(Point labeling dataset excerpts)
-----

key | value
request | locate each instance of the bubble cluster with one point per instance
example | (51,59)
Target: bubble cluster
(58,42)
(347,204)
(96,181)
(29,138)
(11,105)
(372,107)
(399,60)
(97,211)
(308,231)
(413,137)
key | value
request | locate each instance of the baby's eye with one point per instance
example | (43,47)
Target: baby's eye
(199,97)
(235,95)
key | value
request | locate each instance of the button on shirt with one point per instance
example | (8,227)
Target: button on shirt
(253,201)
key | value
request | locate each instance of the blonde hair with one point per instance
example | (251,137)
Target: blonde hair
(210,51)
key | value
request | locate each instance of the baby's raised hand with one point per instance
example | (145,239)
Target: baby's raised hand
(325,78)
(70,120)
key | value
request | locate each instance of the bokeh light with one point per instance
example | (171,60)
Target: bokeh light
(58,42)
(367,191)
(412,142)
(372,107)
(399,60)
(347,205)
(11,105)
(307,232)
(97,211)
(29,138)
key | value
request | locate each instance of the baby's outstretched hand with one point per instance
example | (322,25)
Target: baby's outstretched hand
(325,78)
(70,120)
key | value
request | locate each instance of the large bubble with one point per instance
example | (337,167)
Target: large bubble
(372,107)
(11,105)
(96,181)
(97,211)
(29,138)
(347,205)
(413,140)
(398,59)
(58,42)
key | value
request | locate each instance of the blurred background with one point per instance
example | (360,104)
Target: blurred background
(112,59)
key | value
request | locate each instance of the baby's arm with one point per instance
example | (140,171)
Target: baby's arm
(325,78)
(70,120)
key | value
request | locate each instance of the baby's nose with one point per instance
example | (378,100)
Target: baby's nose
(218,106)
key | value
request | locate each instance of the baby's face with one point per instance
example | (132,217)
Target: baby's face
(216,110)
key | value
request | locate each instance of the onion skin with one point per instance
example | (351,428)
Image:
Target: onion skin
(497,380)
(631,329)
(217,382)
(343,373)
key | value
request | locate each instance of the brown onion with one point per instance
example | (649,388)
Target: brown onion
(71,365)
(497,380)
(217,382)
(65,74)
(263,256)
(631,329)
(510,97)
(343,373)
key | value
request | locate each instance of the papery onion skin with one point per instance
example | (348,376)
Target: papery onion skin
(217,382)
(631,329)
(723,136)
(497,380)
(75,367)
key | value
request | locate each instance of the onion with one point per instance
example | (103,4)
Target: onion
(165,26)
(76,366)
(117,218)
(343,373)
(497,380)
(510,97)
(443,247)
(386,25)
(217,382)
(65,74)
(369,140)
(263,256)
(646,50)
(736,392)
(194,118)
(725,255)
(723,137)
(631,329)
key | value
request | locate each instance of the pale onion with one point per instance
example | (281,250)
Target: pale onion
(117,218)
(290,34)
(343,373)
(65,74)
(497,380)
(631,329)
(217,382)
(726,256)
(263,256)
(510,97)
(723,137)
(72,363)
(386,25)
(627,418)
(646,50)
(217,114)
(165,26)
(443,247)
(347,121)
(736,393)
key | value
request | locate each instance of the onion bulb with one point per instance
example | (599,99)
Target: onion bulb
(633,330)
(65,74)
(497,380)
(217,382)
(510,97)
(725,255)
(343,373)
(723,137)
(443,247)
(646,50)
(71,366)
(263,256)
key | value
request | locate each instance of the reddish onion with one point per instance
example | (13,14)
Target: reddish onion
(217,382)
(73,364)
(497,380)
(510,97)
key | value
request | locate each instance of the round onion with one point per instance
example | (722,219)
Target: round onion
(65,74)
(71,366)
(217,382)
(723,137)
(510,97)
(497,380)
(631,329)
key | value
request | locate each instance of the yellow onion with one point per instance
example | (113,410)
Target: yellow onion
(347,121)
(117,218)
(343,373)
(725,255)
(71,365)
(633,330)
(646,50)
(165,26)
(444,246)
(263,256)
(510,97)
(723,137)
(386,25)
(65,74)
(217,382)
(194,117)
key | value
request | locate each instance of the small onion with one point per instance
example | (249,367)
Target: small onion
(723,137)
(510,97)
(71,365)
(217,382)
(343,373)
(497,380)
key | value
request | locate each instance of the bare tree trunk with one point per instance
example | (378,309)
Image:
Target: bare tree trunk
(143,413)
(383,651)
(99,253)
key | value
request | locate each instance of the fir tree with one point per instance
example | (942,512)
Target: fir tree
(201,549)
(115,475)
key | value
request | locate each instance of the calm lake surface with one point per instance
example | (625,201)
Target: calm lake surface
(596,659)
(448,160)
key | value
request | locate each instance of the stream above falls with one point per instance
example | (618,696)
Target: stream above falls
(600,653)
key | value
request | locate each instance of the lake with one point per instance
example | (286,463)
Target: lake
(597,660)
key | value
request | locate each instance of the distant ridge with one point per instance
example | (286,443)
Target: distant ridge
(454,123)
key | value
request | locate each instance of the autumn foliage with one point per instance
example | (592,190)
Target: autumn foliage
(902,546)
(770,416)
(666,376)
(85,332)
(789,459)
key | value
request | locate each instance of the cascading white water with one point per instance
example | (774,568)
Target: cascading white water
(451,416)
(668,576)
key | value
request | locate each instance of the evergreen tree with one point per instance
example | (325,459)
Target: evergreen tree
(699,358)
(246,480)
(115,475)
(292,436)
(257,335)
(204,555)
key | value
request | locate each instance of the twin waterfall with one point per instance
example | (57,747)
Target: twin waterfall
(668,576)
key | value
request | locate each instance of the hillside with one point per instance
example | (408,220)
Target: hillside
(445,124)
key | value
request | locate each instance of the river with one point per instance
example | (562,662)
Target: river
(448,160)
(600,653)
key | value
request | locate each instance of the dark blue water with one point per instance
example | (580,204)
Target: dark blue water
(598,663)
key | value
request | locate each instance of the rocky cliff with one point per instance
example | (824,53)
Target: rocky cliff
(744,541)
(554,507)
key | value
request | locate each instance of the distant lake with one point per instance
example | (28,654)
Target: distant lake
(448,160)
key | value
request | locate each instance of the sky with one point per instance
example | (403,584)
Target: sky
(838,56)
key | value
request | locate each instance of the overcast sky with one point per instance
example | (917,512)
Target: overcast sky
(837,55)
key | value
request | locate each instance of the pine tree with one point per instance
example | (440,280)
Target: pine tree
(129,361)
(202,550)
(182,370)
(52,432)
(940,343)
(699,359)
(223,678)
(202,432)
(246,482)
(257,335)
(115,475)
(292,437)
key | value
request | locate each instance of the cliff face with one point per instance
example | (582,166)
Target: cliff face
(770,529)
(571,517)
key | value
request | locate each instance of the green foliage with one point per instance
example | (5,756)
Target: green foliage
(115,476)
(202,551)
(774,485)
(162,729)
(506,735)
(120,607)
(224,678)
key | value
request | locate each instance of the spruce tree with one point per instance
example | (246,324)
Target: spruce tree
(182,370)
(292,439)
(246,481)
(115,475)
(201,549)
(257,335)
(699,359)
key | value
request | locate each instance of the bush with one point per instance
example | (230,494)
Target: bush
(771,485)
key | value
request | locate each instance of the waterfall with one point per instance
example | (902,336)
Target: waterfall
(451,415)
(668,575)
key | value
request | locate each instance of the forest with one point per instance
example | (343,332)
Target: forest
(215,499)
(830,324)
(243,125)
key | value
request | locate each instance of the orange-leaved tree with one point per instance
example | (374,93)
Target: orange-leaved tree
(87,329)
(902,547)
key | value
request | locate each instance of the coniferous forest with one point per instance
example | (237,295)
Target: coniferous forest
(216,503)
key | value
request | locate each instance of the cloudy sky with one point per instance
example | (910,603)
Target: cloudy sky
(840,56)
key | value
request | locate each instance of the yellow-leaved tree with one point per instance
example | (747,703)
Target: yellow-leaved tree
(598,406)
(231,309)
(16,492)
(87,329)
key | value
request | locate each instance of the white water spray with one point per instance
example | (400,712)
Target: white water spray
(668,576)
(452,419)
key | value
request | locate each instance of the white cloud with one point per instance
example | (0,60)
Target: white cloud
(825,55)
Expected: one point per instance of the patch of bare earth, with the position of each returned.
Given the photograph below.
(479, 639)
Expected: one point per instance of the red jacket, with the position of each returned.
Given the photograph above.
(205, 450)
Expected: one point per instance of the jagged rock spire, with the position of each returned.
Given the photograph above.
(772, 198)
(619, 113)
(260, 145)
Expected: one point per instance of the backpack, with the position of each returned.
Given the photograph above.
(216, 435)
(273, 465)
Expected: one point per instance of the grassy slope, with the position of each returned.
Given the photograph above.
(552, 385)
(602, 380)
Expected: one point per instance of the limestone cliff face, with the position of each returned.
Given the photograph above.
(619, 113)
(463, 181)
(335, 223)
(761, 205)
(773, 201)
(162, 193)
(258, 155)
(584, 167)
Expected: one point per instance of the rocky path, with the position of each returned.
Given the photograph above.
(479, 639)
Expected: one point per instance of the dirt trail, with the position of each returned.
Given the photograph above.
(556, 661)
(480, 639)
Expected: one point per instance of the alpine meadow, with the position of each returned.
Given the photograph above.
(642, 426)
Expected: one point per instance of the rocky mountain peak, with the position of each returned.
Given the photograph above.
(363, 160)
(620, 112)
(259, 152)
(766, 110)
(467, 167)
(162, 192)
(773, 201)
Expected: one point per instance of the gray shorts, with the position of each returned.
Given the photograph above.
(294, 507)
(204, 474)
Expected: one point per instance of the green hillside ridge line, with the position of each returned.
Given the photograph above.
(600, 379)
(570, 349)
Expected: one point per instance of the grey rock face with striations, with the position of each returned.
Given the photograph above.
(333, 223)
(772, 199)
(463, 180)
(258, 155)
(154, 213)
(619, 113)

-----

WHAT THIS TASK INVOLVES. Only the lines from the one containing "Expected: one point per instance of the backpack, with" to the end of the data should be printed, exactly as they stand.

SOLUTION.
Expected: one point per instance of the backpack, with the position of each returned.
Given the photograph above.
(216, 435)
(273, 465)
Expected: one point per instance of the grassy slope, with the position of each returned.
Given the photograph above.
(552, 385)
(602, 380)
Expected: one point per instance of the limestone cliff face, with the position of each returned.
Given the photograph above.
(619, 113)
(463, 181)
(335, 223)
(761, 205)
(773, 201)
(162, 193)
(258, 155)
(584, 167)
Expected: one point per instance of the rocky path, with the position of each returned.
Given the photograph above.
(479, 639)
Expected: one point per instance of the dirt trail, with the position of each returned.
Given the photograph above.
(556, 661)
(480, 639)
Expected: one point per instance of the alpine meadow, with the position of each returned.
Given the photograph above.
(642, 426)
Expected: one point per instance of the rocky mountain peak, with the position of each returned.
Given the photograph above.
(363, 160)
(620, 112)
(259, 152)
(766, 110)
(467, 167)
(162, 192)
(773, 201)
Expected: one point per instance of the gray shorts, with the position of each returned.
Given the photograph above.
(294, 507)
(204, 474)
Expected: one point per instance of the green hillside ridge line, with the position of each returned.
Given the photograph above.
(600, 379)
(570, 349)
Expected: one point per instance of the grey rock face with striations, with the position of each returned.
Given the photograph above.
(333, 223)
(772, 199)
(463, 180)
(258, 155)
(154, 213)
(619, 113)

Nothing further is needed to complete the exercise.